## [WHAT YOU NEED TO DO]
Would you copy out only the lines from the one with "Please outline the region of every instance of the <item>large" to the end of the records, exactly as they stand?

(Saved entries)
══════

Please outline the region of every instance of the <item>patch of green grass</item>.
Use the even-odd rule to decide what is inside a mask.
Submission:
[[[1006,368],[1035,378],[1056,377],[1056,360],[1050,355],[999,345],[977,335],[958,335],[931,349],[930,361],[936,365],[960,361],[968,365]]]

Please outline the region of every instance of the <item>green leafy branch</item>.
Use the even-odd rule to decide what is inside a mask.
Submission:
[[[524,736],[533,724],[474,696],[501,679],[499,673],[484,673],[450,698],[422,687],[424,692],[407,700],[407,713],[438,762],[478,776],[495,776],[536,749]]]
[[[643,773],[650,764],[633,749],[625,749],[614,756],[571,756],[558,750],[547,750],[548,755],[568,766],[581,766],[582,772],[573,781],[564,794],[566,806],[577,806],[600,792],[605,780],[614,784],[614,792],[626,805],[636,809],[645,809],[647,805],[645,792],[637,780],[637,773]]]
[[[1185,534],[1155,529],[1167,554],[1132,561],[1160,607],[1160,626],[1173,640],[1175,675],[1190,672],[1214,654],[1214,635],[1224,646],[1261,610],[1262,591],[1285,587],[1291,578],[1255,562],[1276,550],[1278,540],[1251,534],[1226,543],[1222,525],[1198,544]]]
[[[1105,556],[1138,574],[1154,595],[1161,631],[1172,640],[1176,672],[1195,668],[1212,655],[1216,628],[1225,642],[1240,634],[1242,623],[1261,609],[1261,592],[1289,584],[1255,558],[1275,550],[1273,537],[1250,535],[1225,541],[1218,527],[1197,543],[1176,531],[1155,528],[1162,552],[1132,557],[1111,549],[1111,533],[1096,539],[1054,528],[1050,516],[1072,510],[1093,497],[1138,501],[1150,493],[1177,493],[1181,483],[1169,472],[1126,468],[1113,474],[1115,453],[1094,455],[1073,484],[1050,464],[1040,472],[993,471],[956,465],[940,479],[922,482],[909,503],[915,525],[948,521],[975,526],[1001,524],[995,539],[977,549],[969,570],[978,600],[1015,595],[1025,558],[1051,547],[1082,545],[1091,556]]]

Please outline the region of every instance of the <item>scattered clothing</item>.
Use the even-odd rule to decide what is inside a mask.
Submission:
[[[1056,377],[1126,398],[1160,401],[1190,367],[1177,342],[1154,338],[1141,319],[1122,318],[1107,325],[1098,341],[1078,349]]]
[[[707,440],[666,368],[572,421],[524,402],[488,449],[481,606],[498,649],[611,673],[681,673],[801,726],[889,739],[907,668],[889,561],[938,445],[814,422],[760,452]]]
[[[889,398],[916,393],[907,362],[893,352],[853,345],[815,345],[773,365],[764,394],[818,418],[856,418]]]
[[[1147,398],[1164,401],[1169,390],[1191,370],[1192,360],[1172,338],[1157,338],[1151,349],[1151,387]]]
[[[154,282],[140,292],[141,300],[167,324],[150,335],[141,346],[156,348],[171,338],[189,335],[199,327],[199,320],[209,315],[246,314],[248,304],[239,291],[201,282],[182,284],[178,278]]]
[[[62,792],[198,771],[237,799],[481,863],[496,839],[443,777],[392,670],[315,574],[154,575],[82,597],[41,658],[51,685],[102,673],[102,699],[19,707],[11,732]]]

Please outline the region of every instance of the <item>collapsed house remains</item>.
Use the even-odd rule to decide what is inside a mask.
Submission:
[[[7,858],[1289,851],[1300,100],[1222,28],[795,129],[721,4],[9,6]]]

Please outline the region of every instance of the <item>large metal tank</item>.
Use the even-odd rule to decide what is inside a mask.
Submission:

══════

## [RESPONSE]
Please outline the region of every instance of the <item>large metal tank</item>.
Use the even-odd rule to decide what is inside a mask.
Submission:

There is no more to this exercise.